• Task directions
Copy out every record below with complete accuracy.
--- Source material Enclosed Below ---
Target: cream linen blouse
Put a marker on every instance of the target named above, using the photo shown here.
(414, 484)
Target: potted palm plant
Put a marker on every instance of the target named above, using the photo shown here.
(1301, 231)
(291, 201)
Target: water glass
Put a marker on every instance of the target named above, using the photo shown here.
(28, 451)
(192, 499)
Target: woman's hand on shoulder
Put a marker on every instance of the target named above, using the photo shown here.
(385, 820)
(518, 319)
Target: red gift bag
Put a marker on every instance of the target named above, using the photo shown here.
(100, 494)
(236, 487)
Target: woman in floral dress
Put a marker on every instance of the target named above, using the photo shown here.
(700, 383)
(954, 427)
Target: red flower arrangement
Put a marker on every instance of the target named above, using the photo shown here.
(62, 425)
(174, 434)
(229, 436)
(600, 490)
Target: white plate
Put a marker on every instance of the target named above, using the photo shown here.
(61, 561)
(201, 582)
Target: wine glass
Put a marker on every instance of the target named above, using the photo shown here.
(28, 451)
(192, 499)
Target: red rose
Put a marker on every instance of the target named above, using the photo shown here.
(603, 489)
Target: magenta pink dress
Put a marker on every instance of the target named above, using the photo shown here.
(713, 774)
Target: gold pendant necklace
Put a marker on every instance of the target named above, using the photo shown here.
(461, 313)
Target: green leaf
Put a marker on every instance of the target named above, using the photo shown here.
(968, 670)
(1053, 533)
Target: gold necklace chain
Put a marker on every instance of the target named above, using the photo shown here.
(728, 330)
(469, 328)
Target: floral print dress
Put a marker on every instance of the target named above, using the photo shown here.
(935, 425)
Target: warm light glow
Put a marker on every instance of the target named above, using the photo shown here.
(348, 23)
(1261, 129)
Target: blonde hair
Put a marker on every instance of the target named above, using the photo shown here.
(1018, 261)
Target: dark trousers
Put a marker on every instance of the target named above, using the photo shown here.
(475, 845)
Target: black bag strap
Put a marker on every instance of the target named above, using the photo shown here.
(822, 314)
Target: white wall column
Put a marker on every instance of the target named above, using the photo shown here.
--- End of Enclosed Source material ---
• Answer space
Target: cream linen blouse
Put a marker on every instance of the target named above, using the photo shown here.
(414, 484)
Target: potted palm plant
Put a marker on every instance of the target named above, using the photo shown here.
(1301, 231)
(291, 201)
Target: water glass
Put a marker on every instance of the target named above, using the photo shown here.
(28, 451)
(192, 499)
Target: woman's hand on shoulder
Put a marker on every instance of the target named above, using the photo shown here.
(385, 820)
(518, 319)
Target: red gift bag
Put a marker on every instance of the target named above, using the photo shown here.
(100, 494)
(236, 487)
Target: woman in floral dress
Put a marker on every instance of the target named above, using the photo shown here.
(700, 383)
(954, 427)
Target: red flower arrangement
Put a marker on every instance of the target named above, using the photo shown here.
(62, 425)
(174, 434)
(229, 436)
(600, 490)
Target: white plate
Put a marker on every instance of the target named above, using the photo shown here.
(61, 561)
(201, 582)
Target: wine glass
Put a marker on every instance of the target named above, using the photo shown here.
(28, 451)
(192, 499)
Target: red rose
Put a marker on every instance of the target named above, using the photo shown here.
(603, 489)
Target: magenta pink dress
Put a marker on every instance of the target named above, using the photo shown here.
(713, 774)
Target: gold pendant necklace
Put a marker on every instance of the target named above, using the photo shown here.
(461, 313)
Target: green leaf
Put a marker on every instance of the target named above, using the photo shown here.
(968, 670)
(1053, 533)
Target: gold necklace chain
Put a marker on every instance of the target named above, using the photo shown here.
(728, 330)
(469, 328)
Target: floral print dress
Put a marker on every instance of the target named above, using the photo shown here.
(935, 425)
Target: warm light glow
Put a marker on every instance of the target named above, using the photo shown here.
(348, 23)
(1261, 129)
Target: blonde hair
Put a marker on every instance of the target named above, using the photo shown here.
(1018, 261)
Target: dark trousers
Put a marker on every instance of the target named above, using the photo shown here.
(475, 845)
Target: black bag strap
Put a marker on every instance of the target named above, using the photo shown here.
(822, 314)
Target: white wall column
Put a marker on every instance of the target named above, using the photo shown here.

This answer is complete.